What you are asked to do: Which lines in the material below contain the word "gutter"? Pick out each one and copy it.

Entries shown:
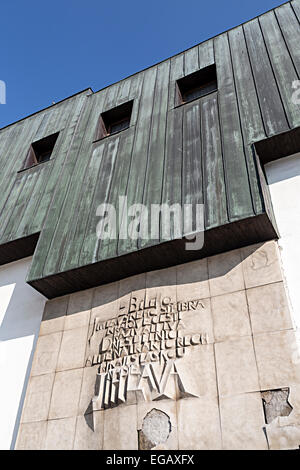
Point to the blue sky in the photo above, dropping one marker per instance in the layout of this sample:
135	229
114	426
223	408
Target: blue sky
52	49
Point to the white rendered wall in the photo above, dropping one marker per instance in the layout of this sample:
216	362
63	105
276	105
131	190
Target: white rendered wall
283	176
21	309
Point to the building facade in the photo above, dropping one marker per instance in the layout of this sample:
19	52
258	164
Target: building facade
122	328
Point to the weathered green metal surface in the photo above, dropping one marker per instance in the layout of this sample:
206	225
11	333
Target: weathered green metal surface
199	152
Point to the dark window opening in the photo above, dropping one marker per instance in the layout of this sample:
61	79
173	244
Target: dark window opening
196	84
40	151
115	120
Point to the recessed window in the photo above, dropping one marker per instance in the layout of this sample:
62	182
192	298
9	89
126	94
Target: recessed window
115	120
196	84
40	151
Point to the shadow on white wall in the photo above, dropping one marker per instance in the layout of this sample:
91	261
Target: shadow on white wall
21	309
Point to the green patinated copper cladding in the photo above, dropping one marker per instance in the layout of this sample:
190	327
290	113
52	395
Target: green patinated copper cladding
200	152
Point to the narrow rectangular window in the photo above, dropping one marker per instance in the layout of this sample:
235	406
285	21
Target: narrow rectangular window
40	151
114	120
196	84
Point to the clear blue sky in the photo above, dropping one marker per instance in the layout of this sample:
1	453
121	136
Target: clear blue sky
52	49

...

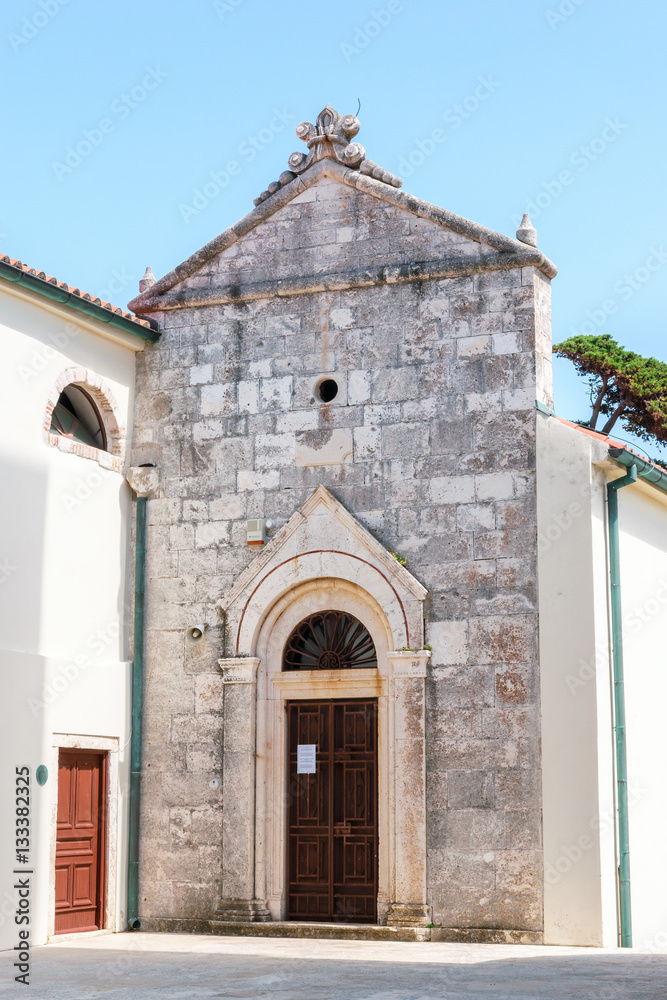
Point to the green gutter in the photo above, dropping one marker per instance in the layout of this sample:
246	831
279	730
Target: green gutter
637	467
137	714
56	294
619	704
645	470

Full output:
Point to the green gutter in the photo above, dropping one marker per instance in the layout of this sample:
Target: green gutter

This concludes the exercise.